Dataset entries
########################################

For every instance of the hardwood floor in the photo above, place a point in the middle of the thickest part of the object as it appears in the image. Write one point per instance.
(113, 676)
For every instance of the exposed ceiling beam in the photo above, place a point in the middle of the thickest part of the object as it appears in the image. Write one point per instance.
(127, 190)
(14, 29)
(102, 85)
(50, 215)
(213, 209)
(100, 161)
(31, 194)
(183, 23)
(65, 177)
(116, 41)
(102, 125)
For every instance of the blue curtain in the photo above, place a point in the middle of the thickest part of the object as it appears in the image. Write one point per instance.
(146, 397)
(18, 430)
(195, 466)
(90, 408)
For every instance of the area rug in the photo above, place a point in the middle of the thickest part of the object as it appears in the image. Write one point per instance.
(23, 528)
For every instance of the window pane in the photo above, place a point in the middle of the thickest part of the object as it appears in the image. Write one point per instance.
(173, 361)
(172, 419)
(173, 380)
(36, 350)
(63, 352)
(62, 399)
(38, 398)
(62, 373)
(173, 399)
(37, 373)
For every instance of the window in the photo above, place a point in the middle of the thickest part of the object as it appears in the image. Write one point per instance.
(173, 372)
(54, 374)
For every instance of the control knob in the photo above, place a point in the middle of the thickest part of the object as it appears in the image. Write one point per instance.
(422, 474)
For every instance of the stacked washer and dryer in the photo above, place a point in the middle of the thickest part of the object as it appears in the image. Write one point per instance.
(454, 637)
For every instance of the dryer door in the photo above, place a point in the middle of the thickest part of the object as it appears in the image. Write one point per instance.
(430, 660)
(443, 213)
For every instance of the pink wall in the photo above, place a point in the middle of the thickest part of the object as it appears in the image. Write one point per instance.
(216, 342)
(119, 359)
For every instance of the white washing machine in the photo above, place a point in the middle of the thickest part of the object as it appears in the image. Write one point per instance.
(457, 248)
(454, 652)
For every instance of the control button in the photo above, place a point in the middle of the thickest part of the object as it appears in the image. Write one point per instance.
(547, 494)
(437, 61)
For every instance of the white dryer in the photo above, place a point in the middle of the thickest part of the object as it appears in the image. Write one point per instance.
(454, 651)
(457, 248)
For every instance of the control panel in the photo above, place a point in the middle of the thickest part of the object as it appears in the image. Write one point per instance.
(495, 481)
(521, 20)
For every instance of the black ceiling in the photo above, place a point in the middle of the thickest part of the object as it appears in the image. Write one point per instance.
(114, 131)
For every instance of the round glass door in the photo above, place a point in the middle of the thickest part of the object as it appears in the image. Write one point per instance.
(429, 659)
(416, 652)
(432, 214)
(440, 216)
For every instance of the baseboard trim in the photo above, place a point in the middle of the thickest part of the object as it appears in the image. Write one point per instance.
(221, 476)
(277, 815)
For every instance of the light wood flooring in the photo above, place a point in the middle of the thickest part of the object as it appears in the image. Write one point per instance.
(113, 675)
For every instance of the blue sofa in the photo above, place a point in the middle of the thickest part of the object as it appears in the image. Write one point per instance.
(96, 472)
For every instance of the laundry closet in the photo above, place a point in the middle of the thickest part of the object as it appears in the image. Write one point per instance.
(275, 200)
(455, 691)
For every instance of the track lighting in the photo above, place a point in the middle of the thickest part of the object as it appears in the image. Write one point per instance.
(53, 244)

########################################

Once more, write out the records above, exactly as they stand.

* _Final answer_:
For every instance of the hardwood floor in the photo above, place a point in the middle of the thickest part of the object as it appears in the image. Write one point per instance.
(113, 676)
For every instance of the exposed ceiling beam in the photo above, place a point in the middle of the thickest part of the object as it appears in the image. Write one point per instance.
(127, 190)
(14, 29)
(102, 85)
(50, 215)
(213, 209)
(100, 161)
(31, 194)
(183, 23)
(65, 177)
(116, 41)
(102, 125)
For every instance of the blue curtain in the photo above, place a point in the middle of the thickest part of the object as it appears in the image. Write one point per instance.
(146, 397)
(18, 430)
(195, 466)
(90, 408)
For every instance of the area rug in the photo above, place a point in the middle of the thickest part of the object as it appears in the image. Write one point per instance.
(23, 528)
For every instance of the window pane in the photo above, place a point in the middle of the thickest part of the object as it appears in the image. Write one point per instance.
(173, 361)
(172, 419)
(173, 380)
(36, 350)
(63, 352)
(62, 399)
(38, 398)
(62, 373)
(173, 399)
(37, 373)
For every instance of the window in the photo above, place a point in the middle of the thickest part of the object as it appears in the image. Write one point per instance.
(173, 372)
(54, 374)
For every instance of the control knob in the photo above, place a point in the middle of the thickest part of the object as it appears in the image. Write one point per instance.
(422, 474)
For every instance of the stacked washer and dryer in the photo above, place a point in the middle of the thickest part of the object as it appears in the image. Write one point per instance.
(454, 637)
For every instance of the dryer door in the photo above, place a point in the middle of the thickest part of the object as it appears in the image. Write one point per instance.
(430, 660)
(443, 213)
For every instance of the pink wall in the photo above, place a point in the middle of the thickest part of the object as it appears in the image. Write one point per instance.
(216, 342)
(119, 359)
For every instance of the white washing machine in the photo above, place a point in the middle of the thickest part of the object as it appears in the image. Write one point per instance.
(457, 248)
(454, 652)
For every instance of the control button in the photo above, place a point in the middle of the thickest part of the object as it appears in the image. Write one point per instance.
(547, 494)
(437, 61)
For every instance of the white dryer in the photo above, place a point in the middle of the thickest part of the object as it appears in the image. Write one point per instance.
(454, 651)
(457, 248)
For every instance of the control panel in the photo above, place a point in the middle of the thickest part of the object as it appears in the image. Write one point per instance.
(495, 481)
(521, 20)
For every instance of the black ceiling in the photo above, place a point in the middle of the thickest part of the object as it appears in the image. Write one point per instance.
(114, 131)
For every instance of the round glass door in the photo above, place a point in the middle of the thickest part of the object as it appears in the image. Write one point per instance.
(429, 659)
(416, 652)
(432, 214)
(440, 216)
For every instance of the baseboard trim in the photo above, place a point in the middle of the thickest part of the object as it appears in the image. Write one point per instance.
(221, 476)
(277, 815)
For every instance of the light wood flooring in the photo above, place a point in the middle of the thickest part of the object as it appears in the image. Write one point per instance.
(113, 675)
For every instance of the blue sofa in the photo above, place a point in the middle of the thickest part of the object as it appears in the image. Write one point per instance.
(96, 472)
For every instance of the laundry closet in the photo above, place a point in the middle of the thickest part of the object as it appears in the image. Write one point per instance.
(275, 200)
(455, 691)
For every instance of the track lighting in the photo above, place a point in the middle of the thickest part of the object as it appears in the image. Write one point per instance.
(53, 244)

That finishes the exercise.